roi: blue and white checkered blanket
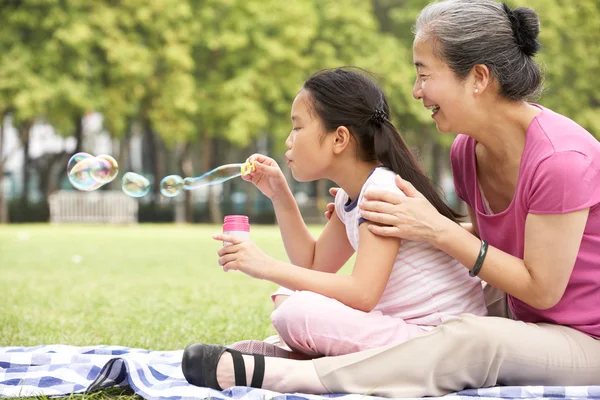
[0,345,600,400]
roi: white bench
[48,190,138,224]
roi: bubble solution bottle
[223,215,250,246]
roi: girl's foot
[181,343,328,394]
[227,340,292,358]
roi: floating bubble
[240,161,256,175]
[68,156,103,192]
[160,175,183,197]
[67,152,93,174]
[183,164,244,190]
[90,154,119,184]
[121,172,150,197]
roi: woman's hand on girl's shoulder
[359,176,448,244]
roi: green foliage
[0,0,600,155]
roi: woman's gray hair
[414,0,543,101]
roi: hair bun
[502,3,541,57]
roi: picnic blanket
[0,345,600,400]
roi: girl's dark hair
[303,67,462,222]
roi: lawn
[0,224,347,400]
[0,225,332,350]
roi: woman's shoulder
[450,134,476,162]
[527,106,600,156]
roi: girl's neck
[329,159,381,200]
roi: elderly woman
[183,0,600,397]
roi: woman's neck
[329,159,381,200]
[468,102,541,163]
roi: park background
[0,0,600,223]
[0,0,600,370]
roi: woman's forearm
[264,260,377,312]
[273,191,316,268]
[433,220,548,309]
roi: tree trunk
[109,119,133,190]
[0,112,8,224]
[20,121,33,204]
[202,132,223,224]
[144,118,162,208]
[181,141,194,223]
[73,114,83,154]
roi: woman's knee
[439,314,506,354]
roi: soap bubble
[90,154,119,184]
[183,164,244,190]
[160,175,183,197]
[67,156,103,192]
[121,172,150,197]
[67,152,119,192]
[67,152,93,174]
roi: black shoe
[181,343,265,390]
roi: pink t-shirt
[450,106,600,338]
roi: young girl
[214,68,486,357]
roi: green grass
[0,225,338,399]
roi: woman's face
[413,36,473,133]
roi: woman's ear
[332,126,352,154]
[471,64,493,94]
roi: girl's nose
[285,132,294,149]
[413,78,423,100]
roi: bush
[8,199,50,223]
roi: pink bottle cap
[223,215,250,232]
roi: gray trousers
[313,286,600,397]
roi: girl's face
[285,89,333,182]
[413,36,474,133]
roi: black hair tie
[369,109,387,125]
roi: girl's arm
[262,222,400,312]
[273,192,354,274]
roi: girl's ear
[332,126,352,154]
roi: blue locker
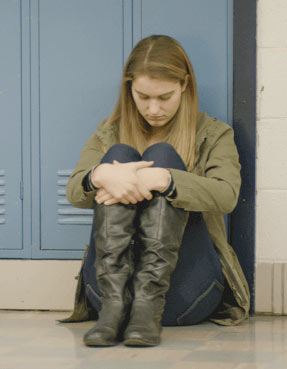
[0,1,23,257]
[0,0,233,259]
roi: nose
[148,99,160,115]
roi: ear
[181,74,189,92]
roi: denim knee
[101,144,142,164]
[142,142,186,171]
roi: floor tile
[0,311,287,369]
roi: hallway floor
[0,311,287,369]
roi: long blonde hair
[106,35,198,170]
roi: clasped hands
[91,160,171,205]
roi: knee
[143,142,176,160]
[101,143,141,164]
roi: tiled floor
[0,311,287,369]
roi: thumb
[134,161,154,170]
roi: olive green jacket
[66,112,250,325]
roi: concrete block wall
[256,0,287,314]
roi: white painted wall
[256,0,287,263]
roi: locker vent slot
[0,170,6,225]
[57,169,93,225]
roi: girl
[64,35,250,346]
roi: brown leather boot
[84,203,137,346]
[124,195,189,346]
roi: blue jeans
[83,142,224,326]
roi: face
[132,76,187,128]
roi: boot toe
[124,330,160,346]
[84,328,118,346]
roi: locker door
[0,1,23,258]
[32,0,131,259]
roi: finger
[104,199,129,205]
[138,182,152,200]
[104,199,119,205]
[96,193,113,204]
[125,193,142,204]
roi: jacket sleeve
[66,132,104,208]
[170,125,241,214]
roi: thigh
[162,212,224,326]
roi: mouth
[148,116,164,120]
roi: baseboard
[0,260,81,310]
[255,262,287,315]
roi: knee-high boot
[124,195,189,346]
[84,204,137,346]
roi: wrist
[158,168,172,193]
[90,164,107,188]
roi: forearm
[170,169,241,214]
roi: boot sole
[124,337,160,347]
[84,340,119,347]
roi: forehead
[132,76,180,96]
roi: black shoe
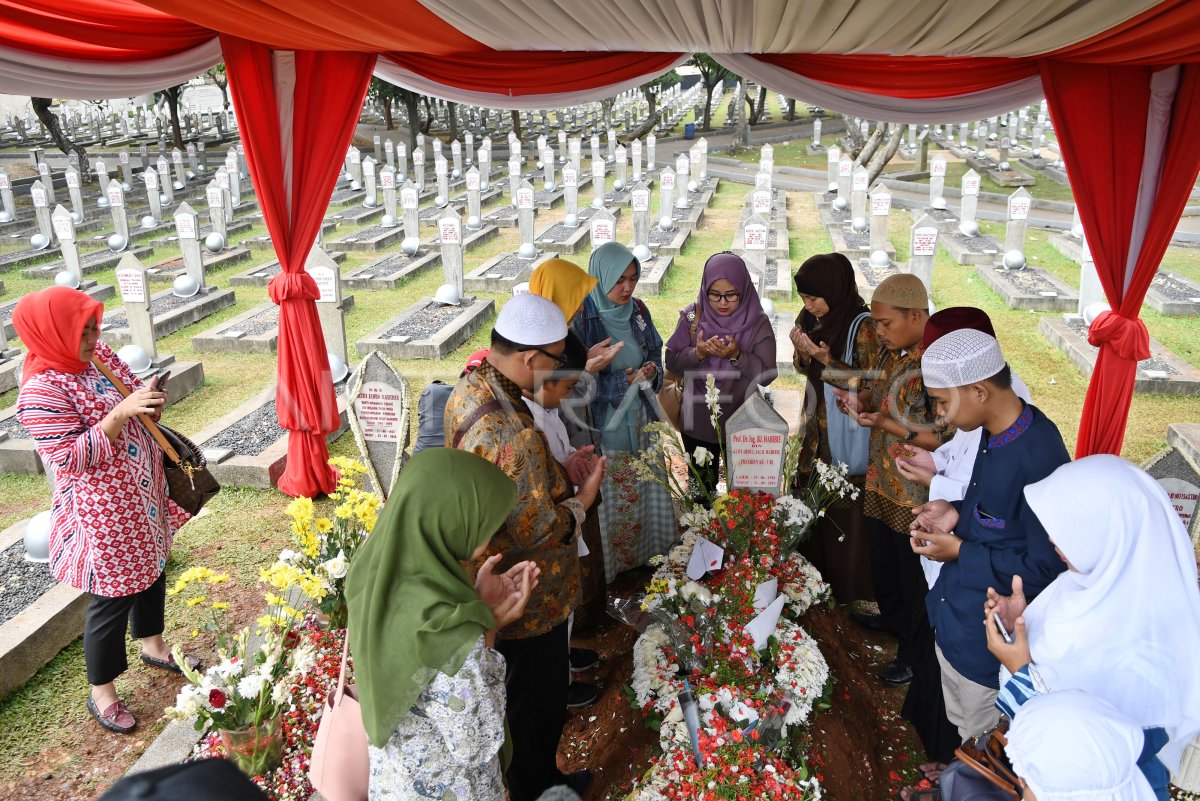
[566,681,600,709]
[565,769,592,797]
[570,648,600,673]
[876,660,912,687]
[850,612,889,634]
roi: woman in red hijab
[12,287,196,734]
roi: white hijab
[1004,689,1156,801]
[1018,454,1200,773]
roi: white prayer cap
[496,293,566,345]
[920,329,1004,390]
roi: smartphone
[991,612,1013,645]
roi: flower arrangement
[262,457,383,628]
[166,567,313,775]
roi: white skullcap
[920,329,1004,390]
[496,293,566,345]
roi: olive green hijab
[346,447,517,746]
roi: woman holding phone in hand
[12,287,196,734]
[666,252,775,494]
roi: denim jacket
[572,297,662,430]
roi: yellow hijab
[529,259,596,323]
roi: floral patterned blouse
[368,637,505,801]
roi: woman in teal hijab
[572,242,679,582]
[346,448,538,801]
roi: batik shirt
[445,362,586,639]
[367,637,505,801]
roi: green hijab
[346,447,517,746]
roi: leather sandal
[88,695,138,734]
[142,651,204,673]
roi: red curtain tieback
[1087,311,1150,361]
[266,272,320,305]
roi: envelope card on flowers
[688,537,725,582]
[746,595,787,651]
[754,578,779,612]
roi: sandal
[88,695,138,734]
[142,651,204,673]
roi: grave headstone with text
[725,392,787,496]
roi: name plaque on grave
[438,219,462,245]
[730,428,786,493]
[592,219,616,245]
[1008,195,1030,219]
[116,270,146,303]
[745,223,767,251]
[308,265,337,303]
[1158,477,1200,531]
[354,381,404,442]
[912,228,937,255]
[175,215,196,239]
[50,216,74,242]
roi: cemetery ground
[0,153,1200,801]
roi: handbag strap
[91,356,182,465]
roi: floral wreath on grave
[625,375,858,801]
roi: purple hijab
[667,252,767,371]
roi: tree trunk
[866,125,904,186]
[29,97,88,165]
[854,122,887,165]
[166,86,184,150]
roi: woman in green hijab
[572,242,679,582]
[346,448,538,801]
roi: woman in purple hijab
[666,252,776,494]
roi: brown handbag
[954,721,1024,801]
[659,311,700,430]
[91,356,221,517]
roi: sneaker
[566,681,600,709]
[570,648,600,673]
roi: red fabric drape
[1042,61,1200,457]
[221,36,376,498]
[0,0,215,59]
[143,0,490,54]
[383,50,680,97]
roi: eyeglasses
[521,347,566,367]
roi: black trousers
[868,518,932,668]
[680,432,721,495]
[496,621,570,801]
[83,571,167,686]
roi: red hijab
[12,287,104,384]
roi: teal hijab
[588,242,646,453]
[346,447,517,747]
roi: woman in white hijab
[1004,689,1154,801]
[984,454,1200,801]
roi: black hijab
[794,253,870,384]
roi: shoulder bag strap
[91,356,182,464]
[451,398,503,447]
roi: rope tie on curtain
[1087,311,1150,361]
[266,272,320,306]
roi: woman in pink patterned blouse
[12,287,196,734]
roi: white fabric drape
[713,53,1045,122]
[421,0,1160,56]
[0,36,221,100]
[374,54,690,110]
[1017,454,1200,773]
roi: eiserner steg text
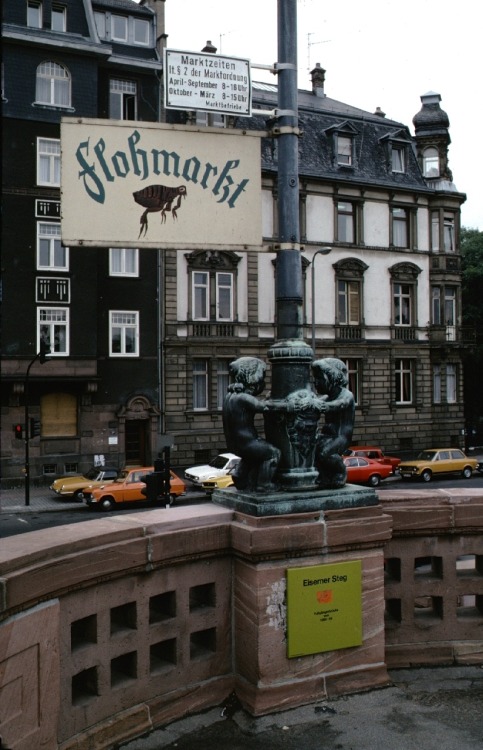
[75,130,249,208]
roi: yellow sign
[61,117,262,250]
[287,560,362,658]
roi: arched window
[35,61,71,107]
[423,147,439,177]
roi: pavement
[0,478,483,750]
[120,666,483,750]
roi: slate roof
[248,83,430,192]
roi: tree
[461,228,483,447]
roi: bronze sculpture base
[212,484,379,517]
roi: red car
[344,456,392,487]
[344,445,401,474]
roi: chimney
[201,39,218,55]
[310,63,325,97]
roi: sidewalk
[121,666,483,750]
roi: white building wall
[306,195,334,242]
[364,201,389,247]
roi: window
——————
Given problem -> Recast the part of the rows above that opens with the line containing "roi: rope tie on curtain" and closes with the line containing "[75,130,249,208]" as a Markdown table with the columns Number and Line, numbering each line and leaving out blank lines. Leave the pictures out of the table.

Answer for this exercise ->
| Number | Line |
|---|---|
| 1 | roi: rope tie on curtain |
| 2 | [1087,311,1150,361] |
| 3 | [266,272,320,306] |
| 4 | roi: woman in pink patterned blouse |
| 5 | [12,287,196,734] |
| 6 | roi: white fabric drape |
| 7 | [713,53,1045,122] |
| 8 | [421,0,1160,56] |
| 9 | [0,36,221,100] |
| 10 | [374,54,690,110] |
| 11 | [1017,454,1200,773] |
| 12 | roi: eiserner steg text |
| 13 | [75,130,249,208] |